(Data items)
━━━━━━━━

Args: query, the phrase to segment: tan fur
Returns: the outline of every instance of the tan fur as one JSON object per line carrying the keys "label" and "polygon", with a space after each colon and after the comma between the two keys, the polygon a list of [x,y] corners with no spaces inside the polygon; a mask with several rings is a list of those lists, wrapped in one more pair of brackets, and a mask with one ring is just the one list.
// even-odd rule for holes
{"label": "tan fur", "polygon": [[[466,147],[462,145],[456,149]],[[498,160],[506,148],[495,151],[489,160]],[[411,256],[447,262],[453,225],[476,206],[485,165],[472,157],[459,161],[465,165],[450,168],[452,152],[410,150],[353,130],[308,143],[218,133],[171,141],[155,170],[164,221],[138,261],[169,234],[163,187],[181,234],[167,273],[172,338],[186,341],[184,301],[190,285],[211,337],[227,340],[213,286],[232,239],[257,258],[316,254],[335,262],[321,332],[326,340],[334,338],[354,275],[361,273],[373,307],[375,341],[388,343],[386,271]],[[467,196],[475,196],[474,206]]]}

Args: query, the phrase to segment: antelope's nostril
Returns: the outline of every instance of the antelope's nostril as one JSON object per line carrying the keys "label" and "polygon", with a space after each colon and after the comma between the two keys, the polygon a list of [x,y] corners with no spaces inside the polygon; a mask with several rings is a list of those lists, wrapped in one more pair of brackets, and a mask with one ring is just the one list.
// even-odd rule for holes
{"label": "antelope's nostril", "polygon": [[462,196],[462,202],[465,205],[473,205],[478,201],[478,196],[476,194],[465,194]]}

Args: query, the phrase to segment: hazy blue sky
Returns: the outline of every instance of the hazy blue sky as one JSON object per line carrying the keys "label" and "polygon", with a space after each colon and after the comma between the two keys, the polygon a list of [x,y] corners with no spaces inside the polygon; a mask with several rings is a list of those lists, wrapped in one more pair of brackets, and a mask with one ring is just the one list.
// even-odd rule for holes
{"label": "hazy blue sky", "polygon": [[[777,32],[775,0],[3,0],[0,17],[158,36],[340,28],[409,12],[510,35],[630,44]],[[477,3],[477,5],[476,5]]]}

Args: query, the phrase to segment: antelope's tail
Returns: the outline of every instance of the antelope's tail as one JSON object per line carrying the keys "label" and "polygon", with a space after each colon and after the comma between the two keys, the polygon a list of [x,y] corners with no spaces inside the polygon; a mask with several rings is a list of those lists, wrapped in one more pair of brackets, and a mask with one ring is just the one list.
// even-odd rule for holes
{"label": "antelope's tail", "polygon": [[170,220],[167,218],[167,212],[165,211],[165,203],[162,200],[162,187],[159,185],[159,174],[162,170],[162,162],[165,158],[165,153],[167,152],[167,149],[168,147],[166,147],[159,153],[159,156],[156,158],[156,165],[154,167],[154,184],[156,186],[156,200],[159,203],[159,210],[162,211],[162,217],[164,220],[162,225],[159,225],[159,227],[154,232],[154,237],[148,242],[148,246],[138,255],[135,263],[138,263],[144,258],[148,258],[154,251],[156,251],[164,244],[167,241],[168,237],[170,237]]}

━━━━━━━━

■ **Given instruction**: Please repeat the part of the material that opens with the line containing "Args: query, the phrase to segment: antelope's tail" and closes at the end of the material, including both that line and the last one.

■ **Response to this exercise**:
Args: query, the phrase to segment: antelope's tail
Returns: the outline of every instance of the antelope's tail as one JSON object per line carrying the keys "label" and "polygon", with a space after each colon and after the comma between the two keys, the polygon a list of [x,y] corners with no spaces inside the polygon; a mask with several rings is a list of those lists, wrapped in one more pair of brackets, and a mask with one ring is just the one list.
// even-odd rule for holes
{"label": "antelope's tail", "polygon": [[170,220],[167,218],[167,212],[165,211],[165,203],[162,200],[162,187],[159,185],[159,174],[162,170],[162,162],[165,158],[165,153],[167,152],[167,149],[168,147],[166,147],[159,153],[159,156],[156,158],[156,165],[154,167],[154,184],[156,186],[156,200],[159,203],[159,210],[162,211],[162,217],[164,220],[162,225],[159,225],[159,227],[154,232],[154,237],[148,242],[148,246],[138,255],[135,263],[138,263],[144,258],[148,258],[154,251],[156,251],[164,244],[167,241],[168,237],[170,237]]}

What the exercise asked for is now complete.